__Dataset records__

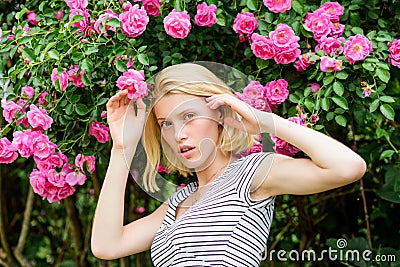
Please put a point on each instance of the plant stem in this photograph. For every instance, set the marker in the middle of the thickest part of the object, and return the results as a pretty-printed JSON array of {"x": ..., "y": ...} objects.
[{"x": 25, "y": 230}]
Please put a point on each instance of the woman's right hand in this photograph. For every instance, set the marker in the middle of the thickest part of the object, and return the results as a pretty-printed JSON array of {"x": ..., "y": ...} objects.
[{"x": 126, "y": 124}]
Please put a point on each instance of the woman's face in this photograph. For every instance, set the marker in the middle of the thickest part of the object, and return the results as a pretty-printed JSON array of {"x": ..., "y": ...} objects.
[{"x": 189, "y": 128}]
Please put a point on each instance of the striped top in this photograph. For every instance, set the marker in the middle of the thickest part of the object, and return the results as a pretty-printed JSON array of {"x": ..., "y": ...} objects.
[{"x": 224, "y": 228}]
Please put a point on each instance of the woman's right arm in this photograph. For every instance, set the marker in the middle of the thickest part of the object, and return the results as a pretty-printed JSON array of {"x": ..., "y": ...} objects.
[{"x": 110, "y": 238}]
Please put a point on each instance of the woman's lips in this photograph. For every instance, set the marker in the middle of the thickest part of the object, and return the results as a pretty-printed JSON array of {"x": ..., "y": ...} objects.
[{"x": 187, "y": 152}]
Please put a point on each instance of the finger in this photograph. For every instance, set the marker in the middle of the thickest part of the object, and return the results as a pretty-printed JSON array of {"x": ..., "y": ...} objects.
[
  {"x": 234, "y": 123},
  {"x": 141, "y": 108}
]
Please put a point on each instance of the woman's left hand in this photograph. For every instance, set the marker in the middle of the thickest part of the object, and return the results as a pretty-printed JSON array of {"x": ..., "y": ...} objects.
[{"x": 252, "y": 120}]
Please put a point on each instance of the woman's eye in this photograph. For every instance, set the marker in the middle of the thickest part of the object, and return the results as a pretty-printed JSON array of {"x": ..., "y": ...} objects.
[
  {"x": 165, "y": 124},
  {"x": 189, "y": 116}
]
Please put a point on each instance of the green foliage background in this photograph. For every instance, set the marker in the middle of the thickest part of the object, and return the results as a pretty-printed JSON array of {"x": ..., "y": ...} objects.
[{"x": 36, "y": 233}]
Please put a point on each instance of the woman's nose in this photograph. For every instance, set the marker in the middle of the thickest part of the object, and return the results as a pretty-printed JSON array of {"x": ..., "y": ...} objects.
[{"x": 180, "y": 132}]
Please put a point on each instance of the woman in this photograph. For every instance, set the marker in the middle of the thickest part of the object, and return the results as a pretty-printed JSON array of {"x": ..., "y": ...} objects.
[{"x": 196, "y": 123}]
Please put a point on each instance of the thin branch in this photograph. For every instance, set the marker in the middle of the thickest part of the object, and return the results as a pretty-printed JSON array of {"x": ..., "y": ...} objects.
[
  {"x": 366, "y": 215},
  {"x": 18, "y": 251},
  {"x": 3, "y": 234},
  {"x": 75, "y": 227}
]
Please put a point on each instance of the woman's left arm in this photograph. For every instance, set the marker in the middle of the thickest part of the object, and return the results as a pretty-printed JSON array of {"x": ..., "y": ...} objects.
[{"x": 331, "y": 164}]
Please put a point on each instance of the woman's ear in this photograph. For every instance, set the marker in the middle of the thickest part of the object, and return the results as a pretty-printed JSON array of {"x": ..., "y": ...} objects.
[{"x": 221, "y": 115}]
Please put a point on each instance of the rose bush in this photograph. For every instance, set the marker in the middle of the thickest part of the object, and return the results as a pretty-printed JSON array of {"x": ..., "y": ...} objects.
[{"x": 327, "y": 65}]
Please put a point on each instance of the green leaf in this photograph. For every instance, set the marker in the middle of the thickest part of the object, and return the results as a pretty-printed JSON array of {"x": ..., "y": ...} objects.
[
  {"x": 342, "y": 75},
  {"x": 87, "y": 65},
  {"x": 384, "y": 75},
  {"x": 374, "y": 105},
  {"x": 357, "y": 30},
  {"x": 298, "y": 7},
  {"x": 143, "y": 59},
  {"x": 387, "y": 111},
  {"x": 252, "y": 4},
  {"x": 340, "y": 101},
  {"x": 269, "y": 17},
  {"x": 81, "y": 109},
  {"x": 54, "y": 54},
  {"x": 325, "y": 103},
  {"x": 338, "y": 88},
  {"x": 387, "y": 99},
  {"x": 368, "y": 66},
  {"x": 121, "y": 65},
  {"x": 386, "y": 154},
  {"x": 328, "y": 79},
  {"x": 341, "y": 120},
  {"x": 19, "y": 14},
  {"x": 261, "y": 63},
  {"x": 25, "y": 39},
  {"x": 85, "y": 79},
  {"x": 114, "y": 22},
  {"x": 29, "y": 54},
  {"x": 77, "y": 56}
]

__What the task asks__
Images stay out; the entries above are to be printed exactly.

__Worked solution__
Please put a point on each instance of the plant stem in this photograph. For every instance, set the marker in the middle of the thickest part of the object, and return the results as a pretty-printed JSON array of {"x": ..., "y": ...} objects.
[{"x": 25, "y": 230}]
Please put a point on each instance of the woman's right hand in this photograph. For every instance, set the marker in the middle of the thickest part of the object, and return the results as a pretty-printed JSON array of {"x": ..., "y": ...} objects.
[{"x": 126, "y": 124}]
Please put a point on each instance of the woman's face in this photograph. For every instance, set the marker in the middle of the thickest part of the object, and return the results as a pretty-printed JSON array of {"x": ..., "y": ...} objects.
[{"x": 189, "y": 128}]
Please put a point on each instance of the striped top in this photograph. For every instance, set the marker in the middle of the thickest part of the object, and return the results as a pretty-printed JSON array of {"x": ..., "y": ...} objects.
[{"x": 224, "y": 228}]
Please put a point on each instance of the woman's right arm in this photograph. For every instance, set the marker in the middle of the thickest part of the object, and return the results as a pretty-printed JSON array of {"x": ..., "y": ...} objects.
[{"x": 110, "y": 238}]
Please put a point on each instance of the woman's lips in this photograph. For every instance, set the marker in the middle of the thickest part of the object, and return the results as a pretty-printed JSON array of {"x": ..., "y": ...} objects.
[{"x": 187, "y": 152}]
Please put a point on each instance of the finger in this photograph. For every instance, set the marker in the middle of the thickest part of the object, and return the results as a pretty-printed JSON array of {"x": ..., "y": ...} objects.
[
  {"x": 234, "y": 123},
  {"x": 141, "y": 108}
]
Please put a point on each instance of the woman's left hand in this photograph. For every instance, set the marker in the middle of the thickest part of the object, and return the results as a pretty-printed JSON array of {"x": ..., "y": ...} objects.
[{"x": 252, "y": 120}]
Please put a point on each instance of the woman's eye in this photograph. For every instance, set the marker in the middle of the thickest part of the object, and return the results as a pretty-printed JSON array of {"x": ..., "y": ...} objects.
[
  {"x": 165, "y": 124},
  {"x": 189, "y": 116}
]
Please put a point on each instance of the green foliage background in this photograph. For every instance, set the marker in the middle of the thickest part of the object, and return the results as a pretty-printed JSON array of {"x": ..., "y": ...} objects.
[{"x": 36, "y": 233}]
Please put a point on each instance of the woman's nose in this photograph. For every instance, set the marker in the middle of the thickest part of the object, and return the results as a pretty-printed JSON array of {"x": ..., "y": ...} objects.
[{"x": 180, "y": 132}]
Please put a point on each instance of the woman in this photograph. For every instance, set the marker in the middle of the thickest part of the object, and return the results as a pretty-printed JSON array of {"x": ..., "y": ...} objects.
[{"x": 196, "y": 123}]
Please put a point on each instance of the thin branch in this photograph. For every instance, set the marker in the middle of the thickest part of the object, and return the results as a pretty-printed JSON array of {"x": ..., "y": ...} objects.
[
  {"x": 366, "y": 215},
  {"x": 18, "y": 251},
  {"x": 3, "y": 234},
  {"x": 75, "y": 227}
]
Please put a point on each instance of the woman's left arm in this photograph. For every instance, set the marker in the middle of the thickest part of the object, and return the results as a pretty-printed JSON array of {"x": ..., "y": ...} objects.
[{"x": 331, "y": 164}]
Please put a point on each instance of the woman's ear in this photograph. For every instance, set the marker in the middle of the thickest part of the object, and return the results as a pretty-printed JSON array of {"x": ..., "y": ...} objects.
[{"x": 221, "y": 115}]
Please put a point on each instance of the rose bush in this photograph. For every instance, set the marker in the middle of the thickest part of the object, and return the results as a pretty-printed JSON array of {"x": ..., "y": ...} objects.
[{"x": 327, "y": 65}]
Please put a point on each instance of the green leaf in this photograph. For every instance, set the marker in the middle of the thickest part of the object, and return the results as a pretty-printed JSON array of {"x": ..., "y": ...} objects.
[
  {"x": 342, "y": 75},
  {"x": 87, "y": 65},
  {"x": 384, "y": 75},
  {"x": 374, "y": 105},
  {"x": 357, "y": 30},
  {"x": 298, "y": 7},
  {"x": 143, "y": 59},
  {"x": 387, "y": 111},
  {"x": 252, "y": 4},
  {"x": 340, "y": 101},
  {"x": 269, "y": 17},
  {"x": 81, "y": 109},
  {"x": 54, "y": 54},
  {"x": 325, "y": 103},
  {"x": 338, "y": 88},
  {"x": 387, "y": 99},
  {"x": 368, "y": 66},
  {"x": 121, "y": 65},
  {"x": 386, "y": 154},
  {"x": 328, "y": 79},
  {"x": 341, "y": 120},
  {"x": 19, "y": 14},
  {"x": 261, "y": 63},
  {"x": 25, "y": 39},
  {"x": 85, "y": 79},
  {"x": 114, "y": 22},
  {"x": 29, "y": 54},
  {"x": 77, "y": 56}
]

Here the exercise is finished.